> [Work to complete]
Rewrite the lines below, changing each "bounding box" to "rectangle" and leaving the rest untouched.

# START OF The records

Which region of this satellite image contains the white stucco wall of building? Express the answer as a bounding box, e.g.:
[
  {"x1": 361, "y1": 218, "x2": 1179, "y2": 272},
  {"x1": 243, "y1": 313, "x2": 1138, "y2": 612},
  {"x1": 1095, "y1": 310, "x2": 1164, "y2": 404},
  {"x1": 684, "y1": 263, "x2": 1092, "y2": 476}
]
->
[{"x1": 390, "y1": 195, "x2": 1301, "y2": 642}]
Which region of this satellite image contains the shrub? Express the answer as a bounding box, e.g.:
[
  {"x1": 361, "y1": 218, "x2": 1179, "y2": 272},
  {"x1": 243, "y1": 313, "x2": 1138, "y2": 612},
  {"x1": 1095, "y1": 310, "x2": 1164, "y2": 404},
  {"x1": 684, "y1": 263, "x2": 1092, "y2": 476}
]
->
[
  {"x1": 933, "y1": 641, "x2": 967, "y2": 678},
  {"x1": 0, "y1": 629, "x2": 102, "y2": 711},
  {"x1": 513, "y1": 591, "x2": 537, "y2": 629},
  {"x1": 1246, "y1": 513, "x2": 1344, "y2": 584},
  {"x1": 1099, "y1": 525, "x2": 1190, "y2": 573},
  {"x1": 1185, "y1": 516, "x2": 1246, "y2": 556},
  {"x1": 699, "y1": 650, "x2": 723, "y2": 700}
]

# END OF The records

> [Answer below]
Which region of this satellite image contains the white stucco wall of building? Express the answer as a rectangle, e.g.:
[
  {"x1": 361, "y1": 218, "x2": 1179, "y2": 272},
  {"x1": 243, "y1": 313, "x2": 1138, "y2": 612},
  {"x1": 1095, "y1": 310, "x2": 1164, "y2": 404},
  {"x1": 684, "y1": 263, "x2": 1092, "y2": 476}
]
->
[{"x1": 390, "y1": 195, "x2": 1301, "y2": 642}]
Which region of this satellite image contains the shrub? Express the answer as a rectangle, e.g.:
[
  {"x1": 361, "y1": 218, "x2": 1179, "y2": 272},
  {"x1": 243, "y1": 313, "x2": 1138, "y2": 612},
  {"x1": 1095, "y1": 310, "x2": 1164, "y2": 404},
  {"x1": 684, "y1": 263, "x2": 1092, "y2": 476}
]
->
[
  {"x1": 933, "y1": 641, "x2": 967, "y2": 678},
  {"x1": 0, "y1": 629, "x2": 102, "y2": 711},
  {"x1": 513, "y1": 591, "x2": 537, "y2": 629},
  {"x1": 1246, "y1": 513, "x2": 1344, "y2": 584},
  {"x1": 1099, "y1": 525, "x2": 1190, "y2": 573},
  {"x1": 1185, "y1": 516, "x2": 1246, "y2": 556},
  {"x1": 699, "y1": 650, "x2": 723, "y2": 700}
]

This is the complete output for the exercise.